— start of INFORMATION SUPPLIED —

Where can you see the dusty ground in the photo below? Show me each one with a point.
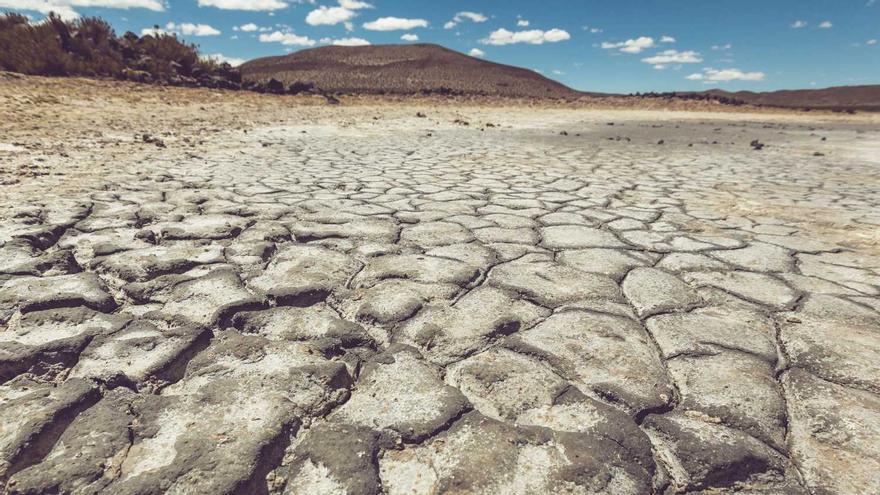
(273, 294)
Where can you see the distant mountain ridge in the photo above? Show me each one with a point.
(835, 98)
(403, 69)
(838, 98)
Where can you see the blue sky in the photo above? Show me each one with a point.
(596, 45)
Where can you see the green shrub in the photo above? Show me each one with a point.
(90, 47)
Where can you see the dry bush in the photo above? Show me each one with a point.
(90, 47)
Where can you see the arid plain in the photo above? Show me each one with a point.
(218, 292)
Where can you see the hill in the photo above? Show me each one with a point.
(836, 98)
(402, 69)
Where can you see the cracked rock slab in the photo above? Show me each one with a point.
(834, 434)
(63, 291)
(482, 455)
(400, 392)
(474, 321)
(653, 291)
(609, 355)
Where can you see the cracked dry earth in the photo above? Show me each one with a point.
(368, 308)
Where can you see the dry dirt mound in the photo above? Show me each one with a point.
(837, 98)
(402, 69)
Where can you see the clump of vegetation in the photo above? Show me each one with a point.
(90, 47)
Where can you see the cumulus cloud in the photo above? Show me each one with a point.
(66, 8)
(345, 41)
(287, 39)
(725, 75)
(533, 37)
(637, 45)
(395, 24)
(330, 16)
(220, 58)
(465, 16)
(190, 29)
(673, 57)
(252, 5)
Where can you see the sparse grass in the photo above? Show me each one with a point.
(90, 47)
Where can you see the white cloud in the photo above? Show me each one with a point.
(252, 5)
(534, 37)
(673, 57)
(345, 41)
(353, 4)
(66, 8)
(637, 45)
(288, 39)
(466, 16)
(155, 31)
(725, 75)
(394, 24)
(190, 29)
(220, 58)
(329, 16)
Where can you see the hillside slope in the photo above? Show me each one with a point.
(402, 69)
(836, 98)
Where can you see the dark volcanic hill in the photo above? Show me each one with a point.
(402, 69)
(837, 98)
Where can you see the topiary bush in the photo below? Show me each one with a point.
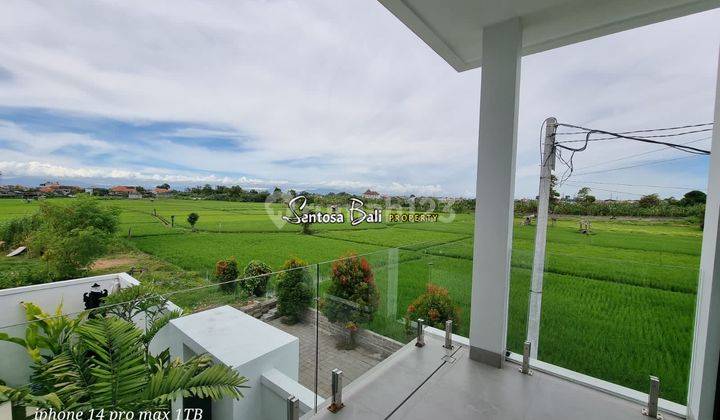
(255, 278)
(434, 306)
(226, 272)
(352, 297)
(293, 290)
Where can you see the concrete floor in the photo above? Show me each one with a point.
(416, 383)
(354, 363)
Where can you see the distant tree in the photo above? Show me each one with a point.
(293, 292)
(554, 194)
(650, 200)
(226, 274)
(70, 238)
(192, 219)
(583, 196)
(693, 197)
(255, 278)
(277, 195)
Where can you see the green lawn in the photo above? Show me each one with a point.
(618, 304)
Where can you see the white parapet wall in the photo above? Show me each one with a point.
(268, 357)
(14, 362)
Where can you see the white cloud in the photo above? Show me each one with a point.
(343, 84)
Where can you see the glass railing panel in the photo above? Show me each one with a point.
(618, 302)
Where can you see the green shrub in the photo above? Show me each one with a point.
(255, 278)
(293, 291)
(70, 237)
(352, 296)
(192, 219)
(16, 231)
(434, 306)
(226, 273)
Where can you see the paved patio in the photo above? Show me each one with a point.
(353, 363)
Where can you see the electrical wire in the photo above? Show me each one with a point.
(590, 131)
(636, 137)
(643, 153)
(647, 163)
(643, 185)
(646, 130)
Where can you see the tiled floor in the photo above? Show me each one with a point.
(422, 384)
(353, 363)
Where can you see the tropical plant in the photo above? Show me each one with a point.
(292, 289)
(20, 398)
(129, 302)
(435, 307)
(140, 303)
(192, 219)
(106, 365)
(226, 274)
(352, 295)
(255, 278)
(70, 237)
(650, 200)
(693, 197)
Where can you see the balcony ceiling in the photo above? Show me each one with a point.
(453, 28)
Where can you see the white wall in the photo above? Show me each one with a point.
(494, 191)
(706, 342)
(14, 362)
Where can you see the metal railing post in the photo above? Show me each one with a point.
(448, 334)
(525, 369)
(421, 333)
(653, 396)
(337, 403)
(293, 408)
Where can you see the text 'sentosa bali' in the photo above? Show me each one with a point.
(356, 213)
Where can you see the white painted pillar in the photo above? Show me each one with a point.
(706, 343)
(494, 191)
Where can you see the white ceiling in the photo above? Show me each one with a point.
(453, 28)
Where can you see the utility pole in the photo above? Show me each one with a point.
(548, 164)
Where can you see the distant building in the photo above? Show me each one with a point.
(370, 194)
(124, 191)
(55, 189)
(162, 192)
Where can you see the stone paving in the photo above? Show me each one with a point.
(353, 363)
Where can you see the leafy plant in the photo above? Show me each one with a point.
(140, 303)
(19, 398)
(15, 232)
(70, 237)
(226, 274)
(352, 296)
(435, 307)
(192, 219)
(293, 292)
(255, 278)
(104, 364)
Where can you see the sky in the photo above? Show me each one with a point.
(324, 95)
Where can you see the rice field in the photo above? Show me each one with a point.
(618, 304)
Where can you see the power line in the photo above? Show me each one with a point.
(646, 163)
(606, 190)
(643, 153)
(634, 137)
(646, 139)
(646, 130)
(643, 185)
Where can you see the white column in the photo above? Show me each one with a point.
(494, 190)
(706, 343)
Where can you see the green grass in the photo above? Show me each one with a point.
(617, 304)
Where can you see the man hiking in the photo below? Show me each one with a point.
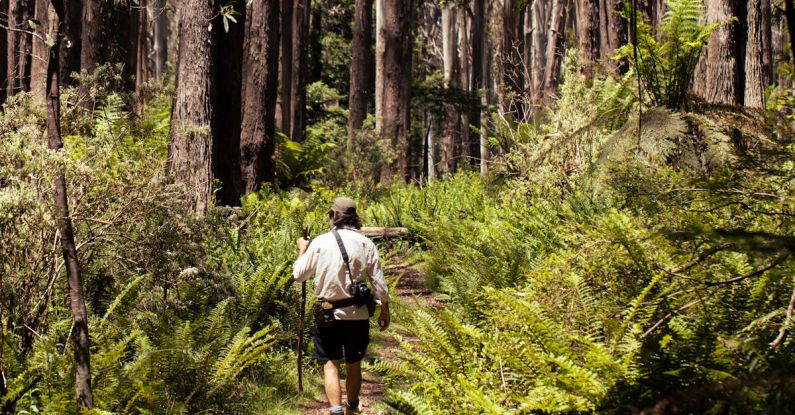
(342, 261)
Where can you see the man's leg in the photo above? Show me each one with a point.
(353, 381)
(331, 380)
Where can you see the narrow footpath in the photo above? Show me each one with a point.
(411, 284)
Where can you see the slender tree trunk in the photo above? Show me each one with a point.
(380, 45)
(452, 122)
(616, 34)
(3, 51)
(46, 17)
(554, 48)
(192, 127)
(301, 15)
(160, 35)
(91, 40)
(361, 64)
(587, 27)
(77, 303)
(284, 101)
(757, 75)
(20, 45)
(722, 72)
(260, 87)
(228, 112)
(71, 29)
(397, 83)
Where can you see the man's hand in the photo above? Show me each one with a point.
(383, 318)
(302, 244)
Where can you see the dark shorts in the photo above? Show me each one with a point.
(345, 338)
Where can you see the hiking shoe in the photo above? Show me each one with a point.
(352, 408)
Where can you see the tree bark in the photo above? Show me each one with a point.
(361, 64)
(722, 72)
(587, 26)
(284, 101)
(397, 83)
(301, 15)
(260, 87)
(20, 45)
(192, 128)
(757, 76)
(554, 55)
(47, 19)
(452, 122)
(229, 73)
(77, 303)
(160, 38)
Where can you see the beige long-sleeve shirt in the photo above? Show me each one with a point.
(323, 259)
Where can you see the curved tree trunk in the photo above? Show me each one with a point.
(192, 128)
(84, 394)
(260, 83)
(361, 67)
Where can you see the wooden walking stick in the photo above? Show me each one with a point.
(300, 351)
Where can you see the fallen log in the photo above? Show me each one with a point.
(379, 232)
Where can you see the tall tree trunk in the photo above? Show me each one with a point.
(284, 101)
(722, 72)
(20, 45)
(260, 87)
(554, 48)
(587, 26)
(379, 63)
(452, 122)
(301, 15)
(192, 128)
(91, 40)
(77, 303)
(616, 33)
(397, 83)
(757, 76)
(361, 64)
(160, 38)
(47, 19)
(540, 19)
(3, 51)
(228, 115)
(71, 29)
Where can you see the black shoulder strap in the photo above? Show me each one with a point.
(344, 254)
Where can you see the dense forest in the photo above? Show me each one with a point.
(598, 201)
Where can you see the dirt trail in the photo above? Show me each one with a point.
(410, 284)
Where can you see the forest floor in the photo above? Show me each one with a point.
(410, 286)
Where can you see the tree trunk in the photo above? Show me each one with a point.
(452, 122)
(91, 40)
(229, 73)
(587, 27)
(756, 74)
(379, 63)
(284, 101)
(361, 64)
(71, 29)
(192, 127)
(260, 87)
(722, 72)
(77, 303)
(3, 51)
(397, 83)
(301, 15)
(20, 45)
(47, 19)
(554, 55)
(160, 38)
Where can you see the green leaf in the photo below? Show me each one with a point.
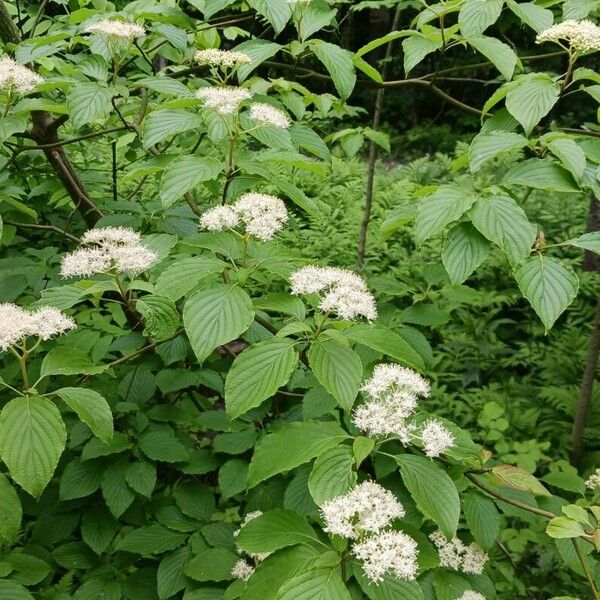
(531, 14)
(499, 53)
(587, 241)
(163, 446)
(476, 16)
(549, 285)
(337, 368)
(11, 512)
(332, 474)
(531, 98)
(563, 527)
(257, 373)
(570, 155)
(318, 584)
(292, 446)
(185, 274)
(92, 409)
(259, 51)
(387, 342)
(216, 316)
(483, 519)
(277, 12)
(32, 438)
(541, 174)
(433, 491)
(151, 539)
(391, 588)
(88, 102)
(488, 145)
(518, 479)
(464, 250)
(170, 578)
(63, 360)
(214, 564)
(161, 319)
(502, 221)
(274, 530)
(185, 174)
(338, 63)
(439, 209)
(416, 48)
(161, 124)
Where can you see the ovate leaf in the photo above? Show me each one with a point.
(292, 446)
(549, 285)
(32, 438)
(257, 373)
(216, 316)
(433, 491)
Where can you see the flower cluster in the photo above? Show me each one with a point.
(265, 114)
(14, 76)
(593, 481)
(365, 514)
(225, 100)
(343, 292)
(243, 569)
(107, 249)
(18, 323)
(454, 554)
(262, 215)
(581, 36)
(222, 58)
(115, 29)
(471, 595)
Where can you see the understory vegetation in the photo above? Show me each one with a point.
(299, 300)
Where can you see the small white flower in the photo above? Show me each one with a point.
(580, 35)
(454, 554)
(344, 292)
(16, 324)
(263, 215)
(593, 481)
(471, 595)
(265, 114)
(222, 58)
(14, 76)
(242, 570)
(437, 439)
(219, 218)
(113, 29)
(388, 552)
(225, 100)
(368, 507)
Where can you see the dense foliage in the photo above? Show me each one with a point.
(200, 398)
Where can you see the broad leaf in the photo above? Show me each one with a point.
(257, 373)
(32, 438)
(549, 285)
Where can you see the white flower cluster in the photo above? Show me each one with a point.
(365, 514)
(222, 58)
(471, 595)
(106, 249)
(582, 36)
(343, 292)
(113, 28)
(243, 569)
(265, 114)
(262, 215)
(454, 554)
(225, 100)
(17, 324)
(593, 481)
(14, 76)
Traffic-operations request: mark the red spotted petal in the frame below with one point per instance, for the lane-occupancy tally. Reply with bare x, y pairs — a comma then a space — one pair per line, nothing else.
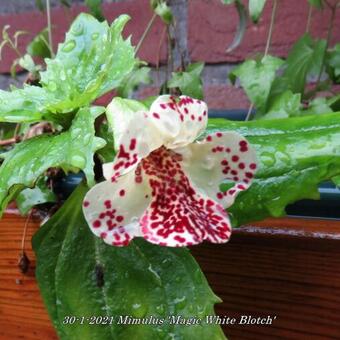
180, 120
221, 157
113, 210
177, 215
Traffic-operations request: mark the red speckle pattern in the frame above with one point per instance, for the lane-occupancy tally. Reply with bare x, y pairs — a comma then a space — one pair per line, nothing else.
178, 215
236, 163
186, 116
157, 192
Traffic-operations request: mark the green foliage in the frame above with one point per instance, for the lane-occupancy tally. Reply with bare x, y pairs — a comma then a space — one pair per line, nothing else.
257, 77
71, 150
161, 8
39, 46
93, 60
107, 153
95, 8
256, 8
294, 154
189, 81
318, 106
138, 76
24, 105
139, 280
41, 4
304, 59
28, 198
333, 63
279, 94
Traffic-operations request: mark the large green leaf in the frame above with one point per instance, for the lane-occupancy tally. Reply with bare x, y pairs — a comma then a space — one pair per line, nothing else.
256, 77
71, 150
189, 81
294, 155
28, 198
24, 105
79, 275
93, 60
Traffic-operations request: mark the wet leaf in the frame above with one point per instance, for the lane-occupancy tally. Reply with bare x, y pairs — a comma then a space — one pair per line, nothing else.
140, 280
294, 154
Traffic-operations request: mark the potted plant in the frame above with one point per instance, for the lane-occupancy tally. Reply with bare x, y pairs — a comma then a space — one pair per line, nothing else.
155, 176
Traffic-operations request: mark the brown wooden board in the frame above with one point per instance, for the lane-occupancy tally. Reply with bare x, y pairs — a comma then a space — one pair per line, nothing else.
288, 268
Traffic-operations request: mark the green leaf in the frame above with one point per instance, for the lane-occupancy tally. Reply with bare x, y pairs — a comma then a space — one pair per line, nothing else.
107, 153
78, 274
162, 10
285, 105
189, 81
316, 3
71, 150
39, 46
95, 8
24, 105
333, 63
242, 24
29, 198
318, 106
93, 60
256, 77
256, 8
131, 82
294, 154
304, 59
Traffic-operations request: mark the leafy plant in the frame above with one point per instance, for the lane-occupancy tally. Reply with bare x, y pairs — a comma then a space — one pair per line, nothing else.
294, 156
141, 280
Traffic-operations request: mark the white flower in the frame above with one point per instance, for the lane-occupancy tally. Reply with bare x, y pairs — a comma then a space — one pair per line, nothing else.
163, 185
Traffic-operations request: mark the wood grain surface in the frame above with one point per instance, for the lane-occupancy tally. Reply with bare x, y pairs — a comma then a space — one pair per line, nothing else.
288, 268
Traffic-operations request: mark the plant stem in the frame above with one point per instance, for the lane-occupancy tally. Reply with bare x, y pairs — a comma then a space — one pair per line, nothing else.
8, 141
49, 26
329, 37
147, 30
271, 27
309, 18
269, 40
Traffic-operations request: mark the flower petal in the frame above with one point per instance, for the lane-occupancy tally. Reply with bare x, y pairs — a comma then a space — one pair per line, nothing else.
221, 157
112, 210
135, 137
179, 121
177, 215
137, 132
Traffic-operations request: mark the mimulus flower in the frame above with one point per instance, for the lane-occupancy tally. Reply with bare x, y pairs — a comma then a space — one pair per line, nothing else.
163, 184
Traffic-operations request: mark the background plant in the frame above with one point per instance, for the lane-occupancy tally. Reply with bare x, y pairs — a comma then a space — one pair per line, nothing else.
52, 127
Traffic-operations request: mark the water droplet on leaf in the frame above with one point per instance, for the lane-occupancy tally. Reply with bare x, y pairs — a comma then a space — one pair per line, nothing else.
69, 46
94, 36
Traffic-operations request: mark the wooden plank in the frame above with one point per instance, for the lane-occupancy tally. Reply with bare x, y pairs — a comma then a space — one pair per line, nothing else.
288, 268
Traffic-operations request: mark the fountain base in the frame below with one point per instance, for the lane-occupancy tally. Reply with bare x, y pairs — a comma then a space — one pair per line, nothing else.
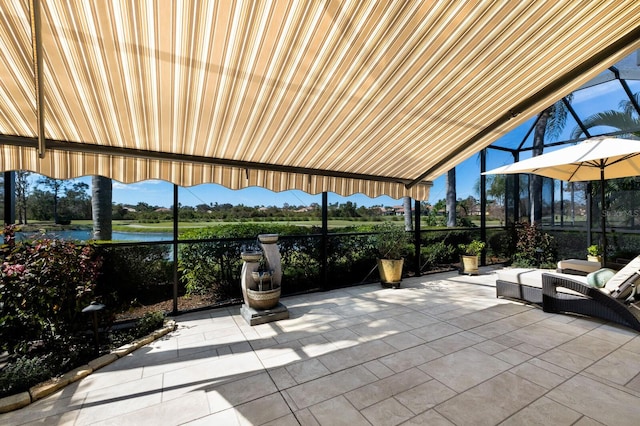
262, 316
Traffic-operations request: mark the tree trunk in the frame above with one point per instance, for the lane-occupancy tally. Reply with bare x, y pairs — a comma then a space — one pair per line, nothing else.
101, 195
451, 198
535, 181
408, 221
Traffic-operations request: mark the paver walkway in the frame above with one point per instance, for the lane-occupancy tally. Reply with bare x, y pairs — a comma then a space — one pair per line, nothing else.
441, 350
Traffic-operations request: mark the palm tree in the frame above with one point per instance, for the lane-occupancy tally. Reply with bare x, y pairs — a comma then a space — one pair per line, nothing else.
408, 222
626, 118
550, 123
101, 195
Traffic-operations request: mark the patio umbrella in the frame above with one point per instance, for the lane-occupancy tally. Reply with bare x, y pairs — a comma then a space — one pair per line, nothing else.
599, 158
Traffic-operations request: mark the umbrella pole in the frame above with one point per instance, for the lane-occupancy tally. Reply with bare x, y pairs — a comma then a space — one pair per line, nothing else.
603, 218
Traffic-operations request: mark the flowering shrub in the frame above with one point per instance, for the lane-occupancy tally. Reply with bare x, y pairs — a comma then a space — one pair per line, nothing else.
44, 285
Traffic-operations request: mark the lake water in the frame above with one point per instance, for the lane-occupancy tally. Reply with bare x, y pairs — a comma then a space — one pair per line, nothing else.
84, 235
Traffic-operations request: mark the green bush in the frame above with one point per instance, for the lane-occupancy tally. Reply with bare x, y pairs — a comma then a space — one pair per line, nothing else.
45, 285
213, 267
437, 253
134, 274
150, 322
534, 248
25, 372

— end of INFORMATION SUPPLIED —

> THE EXERCISE
Extract, verbatim, the lines from the one containing "Traffic-operations request: mark the flowering" through the last line of the listing above.

> RESULT FOR THIS TASK
Traffic-operations request: mark the flowering shrub in the frame above with one point per instance, for the lane-occupancy tally. Reply with bare x, y pairs — a comma then a space — one pair per line, nothing else.
44, 285
Traffic-operations request: mark the lake water in the frame above with one point per instance, for the lane-occupancy tally. Reply with bare x, y pairs — a comma then a space — one pair per line, nothing else.
84, 235
Traffic-operations request: mark the green bush in the frame above with one point per instance, for the lane-occupancy tally. Reply with bare x, y pairs — a comma then a space — one pair per line, nothing else.
45, 285
213, 267
437, 253
134, 274
150, 322
534, 248
25, 372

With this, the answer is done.